# PROBLEM STATEMENT
After locating the line with "Target: light hardwood floor" in the data that follows, return it and every later line exactly, up to and including the line with "like (311, 405).".
= = = = =
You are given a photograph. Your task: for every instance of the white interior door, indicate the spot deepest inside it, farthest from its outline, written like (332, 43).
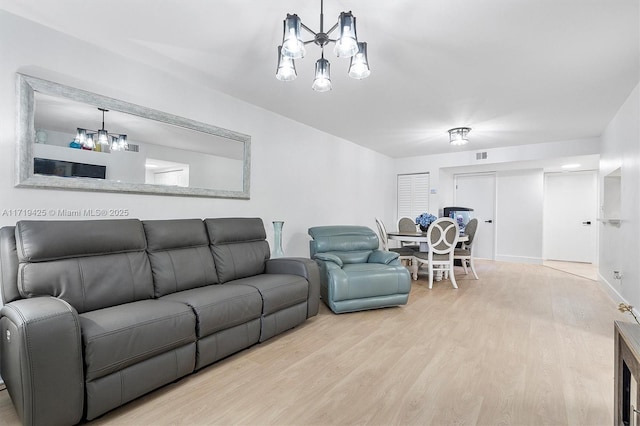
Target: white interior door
(569, 223)
(478, 191)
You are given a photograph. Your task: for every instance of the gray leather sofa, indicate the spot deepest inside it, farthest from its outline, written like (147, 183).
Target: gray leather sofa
(99, 312)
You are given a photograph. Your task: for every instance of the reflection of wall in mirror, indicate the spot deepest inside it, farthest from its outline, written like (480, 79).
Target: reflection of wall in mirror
(120, 166)
(171, 174)
(204, 170)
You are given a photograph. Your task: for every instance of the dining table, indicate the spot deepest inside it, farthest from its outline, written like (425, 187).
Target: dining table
(417, 237)
(420, 238)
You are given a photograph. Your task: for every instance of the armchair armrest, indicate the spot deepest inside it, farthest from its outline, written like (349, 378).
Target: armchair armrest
(303, 267)
(386, 257)
(328, 257)
(41, 360)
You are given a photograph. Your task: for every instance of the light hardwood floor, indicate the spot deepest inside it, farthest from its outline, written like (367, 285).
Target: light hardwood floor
(524, 345)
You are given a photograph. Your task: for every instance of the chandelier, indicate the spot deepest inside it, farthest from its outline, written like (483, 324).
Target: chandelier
(346, 46)
(459, 135)
(101, 139)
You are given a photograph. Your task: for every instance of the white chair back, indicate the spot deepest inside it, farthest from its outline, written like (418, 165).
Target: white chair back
(382, 231)
(443, 236)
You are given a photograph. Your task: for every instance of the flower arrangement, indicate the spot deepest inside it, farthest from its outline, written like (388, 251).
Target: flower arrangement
(624, 307)
(424, 220)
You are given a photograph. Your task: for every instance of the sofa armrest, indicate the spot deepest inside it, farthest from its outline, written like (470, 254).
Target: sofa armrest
(385, 257)
(41, 360)
(303, 267)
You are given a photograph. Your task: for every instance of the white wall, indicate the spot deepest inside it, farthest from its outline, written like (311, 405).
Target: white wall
(519, 188)
(620, 246)
(519, 206)
(299, 175)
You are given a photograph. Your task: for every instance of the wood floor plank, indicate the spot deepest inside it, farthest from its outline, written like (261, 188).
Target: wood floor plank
(523, 345)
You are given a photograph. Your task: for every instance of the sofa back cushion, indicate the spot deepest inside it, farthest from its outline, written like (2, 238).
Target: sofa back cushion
= = = = =
# ANSWER SECTION
Target: light hardwood floor
(524, 345)
You are given a photograph. Your task: for every instance of the chandelier, indicate the spot deepest inside it, farthest from its outline, written like (483, 324).
Target: chandelier
(346, 46)
(459, 135)
(101, 139)
You are given a photograph. Your task: for every instance of the white chair back, indicate the spot deepest inside it, farthest from its outline, written like (418, 165).
Target: white chair back
(382, 231)
(443, 236)
You are given a photograph. Your task: for every instance of the flower arrangement, indicate the spot deepest inside it, farthest from its outline, written like (388, 251).
Target: flower arrangement
(624, 307)
(424, 220)
You are given a photograph. Your task: for every instance of the sofa armrest, indicate the spot deepest inside it, farthest from its outline, written like (470, 254).
Target: sofa armrest
(385, 257)
(41, 360)
(303, 267)
You are given a photograph. Your task: for every instance of the white wall, indicate the spot deepest inside it, farthest from its outline, written like (311, 405).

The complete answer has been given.